YOUR GOAL => Transcribe these records exactly, dropping every picture.

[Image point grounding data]
※

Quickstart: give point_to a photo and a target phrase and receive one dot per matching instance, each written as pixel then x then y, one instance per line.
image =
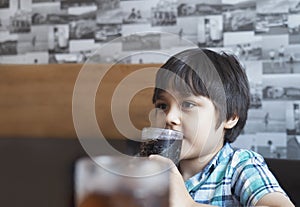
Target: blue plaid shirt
pixel 234 177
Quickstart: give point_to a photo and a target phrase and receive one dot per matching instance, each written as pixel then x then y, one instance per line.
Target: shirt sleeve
pixel 252 179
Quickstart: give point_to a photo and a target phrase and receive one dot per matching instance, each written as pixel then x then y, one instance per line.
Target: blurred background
pixel 263 34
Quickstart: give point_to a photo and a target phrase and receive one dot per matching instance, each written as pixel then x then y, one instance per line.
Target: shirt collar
pixel 199 178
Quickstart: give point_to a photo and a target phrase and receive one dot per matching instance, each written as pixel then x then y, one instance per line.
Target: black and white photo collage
pixel 263 34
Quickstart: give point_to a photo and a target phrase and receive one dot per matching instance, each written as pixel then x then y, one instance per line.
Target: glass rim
pixel 161 133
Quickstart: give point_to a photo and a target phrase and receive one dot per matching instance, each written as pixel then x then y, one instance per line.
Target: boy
pixel 206 96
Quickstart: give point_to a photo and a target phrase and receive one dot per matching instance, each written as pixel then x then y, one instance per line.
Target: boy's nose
pixel 173 117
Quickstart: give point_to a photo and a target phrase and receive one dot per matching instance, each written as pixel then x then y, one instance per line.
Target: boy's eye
pixel 161 106
pixel 187 105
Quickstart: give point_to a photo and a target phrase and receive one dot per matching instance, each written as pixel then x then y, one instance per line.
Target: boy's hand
pixel 178 193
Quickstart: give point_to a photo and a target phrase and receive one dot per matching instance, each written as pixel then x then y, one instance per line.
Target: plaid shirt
pixel 234 177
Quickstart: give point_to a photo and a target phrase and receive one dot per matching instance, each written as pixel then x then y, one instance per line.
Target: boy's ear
pixel 229 124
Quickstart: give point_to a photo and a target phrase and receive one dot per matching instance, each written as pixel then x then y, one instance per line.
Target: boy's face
pixel 196 117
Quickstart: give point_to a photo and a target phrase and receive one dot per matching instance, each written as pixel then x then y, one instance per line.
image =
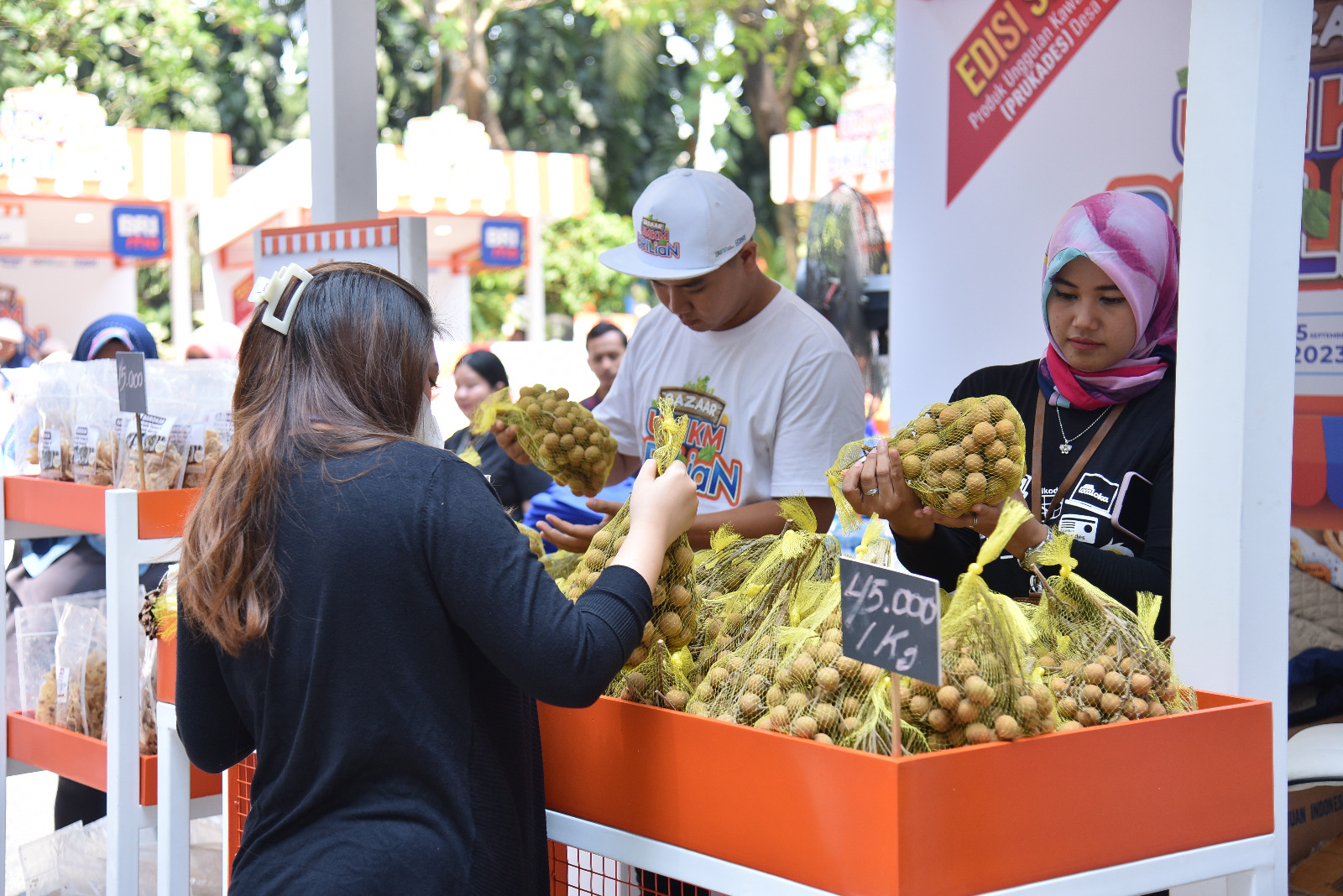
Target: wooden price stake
pixel 132 398
pixel 892 620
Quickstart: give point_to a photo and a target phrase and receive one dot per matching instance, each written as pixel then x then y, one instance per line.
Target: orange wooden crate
pixel 947 824
pixel 85 759
pixel 163 514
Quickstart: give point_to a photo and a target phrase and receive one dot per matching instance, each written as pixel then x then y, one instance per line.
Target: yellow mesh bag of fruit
pixel 676 597
pixel 561 436
pixel 985 694
pixel 1100 659
pixel 953 455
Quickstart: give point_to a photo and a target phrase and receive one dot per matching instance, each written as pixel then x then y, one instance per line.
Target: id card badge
pixel 1132 506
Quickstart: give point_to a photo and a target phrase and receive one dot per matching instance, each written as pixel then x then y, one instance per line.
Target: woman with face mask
pixel 359 609
pixel 1099 411
pixel 477 376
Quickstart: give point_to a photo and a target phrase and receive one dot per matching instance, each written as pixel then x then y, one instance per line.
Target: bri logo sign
pixel 656 239
pixel 138 231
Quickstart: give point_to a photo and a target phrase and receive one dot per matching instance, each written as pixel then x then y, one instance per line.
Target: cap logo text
pixel 656 239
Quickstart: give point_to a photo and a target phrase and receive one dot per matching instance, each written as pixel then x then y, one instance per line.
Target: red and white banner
pixel 1013 55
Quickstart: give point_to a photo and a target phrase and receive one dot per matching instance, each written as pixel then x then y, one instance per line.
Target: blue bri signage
pixel 501 243
pixel 138 231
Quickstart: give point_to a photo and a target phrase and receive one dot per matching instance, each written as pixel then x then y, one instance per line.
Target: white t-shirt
pixel 770 401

※

WRITTEN SOLUTION =>
Quickstart: give point_to a photo and a target phrase and receive one dot per matching instance, each written as pixel then x then y, one instance per line.
image =
Target: blue plaid shirt
pixel 234 177
Quickstart: give point_to a photo and a target phrase and receive one dot per matching instance, each written as pixel then x then y, one instance per line.
Target: shirt sleeve
pixel 252 179
Quickstart: give point_to a photo and a target phrase and receive one dot per matching instance, each written as pixel then x then y, one instance per line.
Target: blurred background
pixel 263 34
Quickstart: give point_to a photo and a target phrase and receive one dot per matching instance, each written as pixel then x then y, one instance per line.
Target: shirt collar
pixel 199 178
Quickstart: give point_to a photo and a target phrase and receive one dot per matching instance, each written as pixel then x then y, one instance per line.
Target: black and white photo collage
pixel 263 34
Quickstart: give point_to a photo and a target phrase and receive one dot per matching instance, each written as pixel then x then y, one instance per line.
Target: glass rim
pixel 161 133
Quickstart: give point_to a photo and a target phrase and receive one dot per matching instance, each written as pixel then x then y, one instance per line.
Target: boy
pixel 206 96
Quickstart: give point_to a photo and a target phrase and receive one dot per matching instance, each written as pixel then x then y, one instance per line.
Target: boy's nose
pixel 173 117
Quickstart: give point_to a photo and a target phrase and receive one dot per matching instance, each written as pixel then x then y, one instance per line.
Target: boy's eye
pixel 161 106
pixel 187 105
Quickstart: give point_to a photo and a target phrase and receive one dot per matching instance, each written as pixel then x then y, one instance per line.
Target: boy's hand
pixel 178 193
Quickstart: give point_to a photo and a target phrase and receive one dot per matching instance, each written as pixel then x then y, one instance per line.
Target: plaid shirt
pixel 234 177
Quickstart: give point_to a photo and a target phrase and receive one dot per matching instance, each written as pixel then x then y, one instance per line.
Target: boy's ear
pixel 229 124
Quickstart: give point_to a photo and a target phrase and receive one dot per matching instance, each written as pixel then x then y, one instance per line.
Target: boy's face
pixel 196 117
Quickstart: give point_to a photo and a target phrase and receive one dot per matching instance, each written as pixel then x then y, one instance per line.
image =
Target: wooden price stake
pixel 132 398
pixel 892 620
Quickstart: give point_to a photo and a target phrase and receive one dot per matching instance, each written as pixel then x then y, one instance per line.
Target: orange wooden crate
pixel 947 824
pixel 85 759
pixel 163 514
Quickstart: give point_to a photo and a target phrase and receive one dot per matching instance, each written as pixel then x then y, one instance per line.
Target: yellow mesh bag of fruit
pixel 676 597
pixel 561 436
pixel 985 694
pixel 1100 659
pixel 953 455
Quickstart: give point_to a photo and a target phrase and receive one dot per matching instance, each written as pixel then x then y, one instance per line.
Target: id card badge
pixel 1132 506
Quickstart: give point_to a photo and a target phrase and receive one dot per matching instance, each written as pixel then x then y, one instance per line.
Target: woman with face mask
pixel 359 609
pixel 1099 411
pixel 477 376
Quickstart: give point_to a photo and a target phrase and receive one dot per matching instance, each written as pixel then x then y, one instance per line.
Target: bri logo sign
pixel 656 239
pixel 138 231
Quickstart: give point_to a photo and a target phrase and receive one dot per matching instance, each written as pixel then x then y, one instance per line.
Target: cap logo text
pixel 656 239
Quickstart: give point_to a photo and a target phrase and receive one dot per matching instance, each written as pixel then x then y, one instance per line.
Target: red and white banner
pixel 1013 55
Quickstart: give point_to a photo and a target phrase and receive one dot per matching instance, each written as pixel then x then y, one instance per line.
Target: blue bri signage
pixel 501 243
pixel 138 231
Quickstart: give point_to a photo and a target phrase and receive one dot per matching instance, each written as pixel then x then y, one instance per line.
Target: white t-shirt
pixel 770 401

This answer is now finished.